Une découverte ne peut devenir définitive que si elle
s'intègre d'une façon simple dans un édifice harmonieux où sa place est
indiquée en quelque sorte par avance.
De vastes branches de nos disciplines les plus
importantes meurent sans cesse et tombent, tout simplement parce qu'il n'a pas
été possible de conserver les fruits qu'elles nous ont légués.
C'est pour cette raison que certaines recherches sombrent
dans l'oubli, puis sont reprises, longtemps après, comme si elles n'avaient
jamais été faites.
Les magnifiques réalisations de la chimie organique de
synthèse depuis WOHLER, c'est-à-dire depuis bientôt un siècle et demi, sont
surtout dues au mode de classement adopté peu à peu par les chercheurs, et
mises en pratique dans le remarquable ouvrage de BEILSTEIN, où tous les faits
acquis sont mentionnés, et où la moindre découverte, si modeste soit-elle, peut
servir, un jour ou l'autre, en vue de réalisations souvent grandioses.
Il est à peine besoin d'insister sur le puissant
renouveau dont a bénéficié la botanique à la suite du système de classification
proposé par LINNÉ.
Quant à la classification de MENDELEIEFF, elle a non
seulement bouleversé la chimie minérale, mais l'ensemble des disciplines
physico-chimiques, et même la physique atomique.
Une révision du système de classification au sein d'une
discipline particulière s'impose à partir du jour où les espèces ou les
individualités nouvellement décrites ne se laissent plus intégrer dans les
cadres didactiques en usage, soit que ces cadres ne correspondent plus aux
structures proposées, soit encore que l'état des recherches ait fait
brusquement apparaître des possibilités nouvelles jusque-là insoupçonnées.
C'est le cas de la biochimie végétale, que nous devons à
nouveau considérer aujourd'hui comme une discipline particulière.
En effet, alors que la biochimie générale étudie les
substances et les mécanismes communs aux animaux et aux plantes, la biochimie
végétale englobe à l'heure actuelle un groupe relativement homogène de
substances reliées entre elles par des filiations simples, mais que les
procédés classiques de présentation ne permettaient pas d'entrevoir.

* [Contenu des données]:
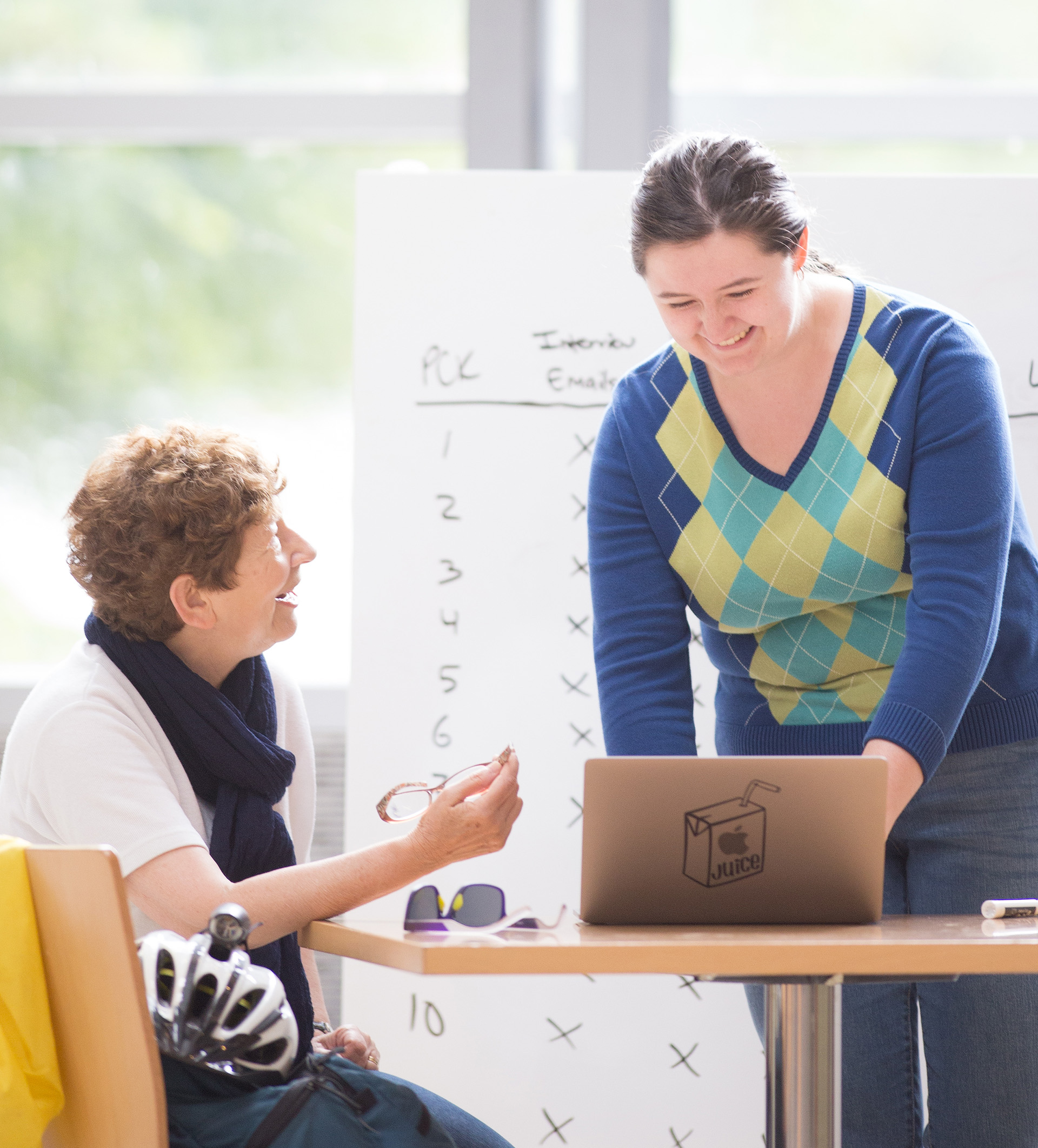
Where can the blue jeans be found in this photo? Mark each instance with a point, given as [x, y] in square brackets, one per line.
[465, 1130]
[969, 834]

--

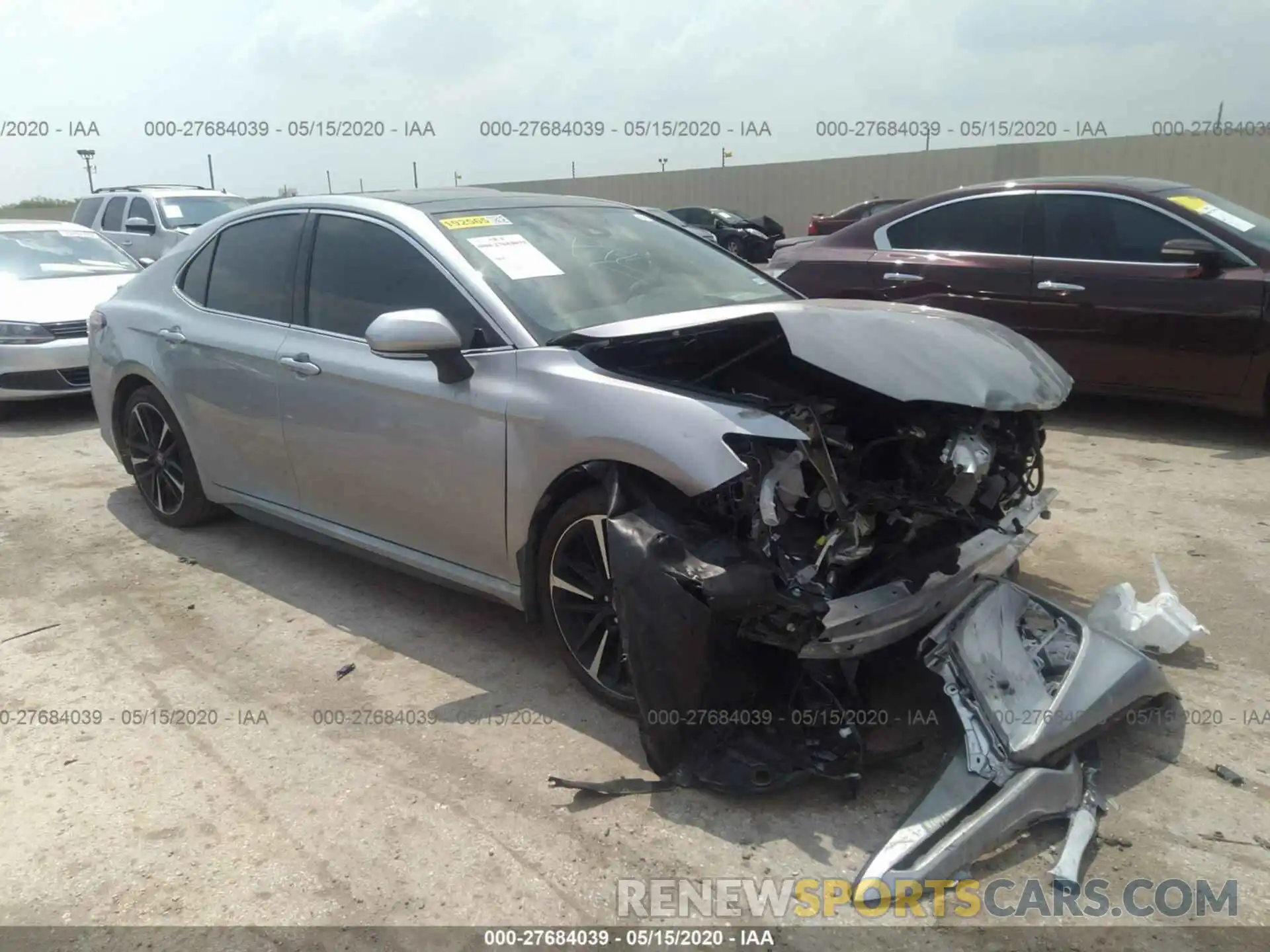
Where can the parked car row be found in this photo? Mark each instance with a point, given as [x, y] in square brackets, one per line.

--

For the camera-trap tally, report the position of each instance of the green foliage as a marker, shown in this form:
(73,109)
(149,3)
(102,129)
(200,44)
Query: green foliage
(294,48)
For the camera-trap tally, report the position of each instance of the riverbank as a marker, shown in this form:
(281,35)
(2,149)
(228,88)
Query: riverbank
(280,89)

* [Problèmes à résoudre]:
1. Reproduisez fidèlement le passage du texte sur la classification scientifique qui commence à « Il est à peine » et se termine à « la physique atomique. ».
2. D'après le texte sur la classification scientifique, pour quelle raison la biochimie végétale doit-elle aujourd'hui être considérée comme une discipline particulière ? Répondez en une à trois phrases.

* [Corrigé des exercices]:
1.
Il est à peine besoin d'insister sur le puissant
renouveau dont a bénéficié la botanique à la suite du système de classification
proposé par LINNÉ.
Quant à la classification de MENDELEIEFF, elle a non
seulement bouleversé la chimie minérale, mais l'ensemble des disciplines
physico-chimiques, et même la physique atomique.

2. La biochimie générale étudie les substances et les mécanismes communs aux animaux et aux plantes. La biochimie végétale, elle, englobe un groupe relativement homogène de substances reliées entre elles par des filiations simples, que les procédés classiques de présentation ne permettaient pas d'entrevoir.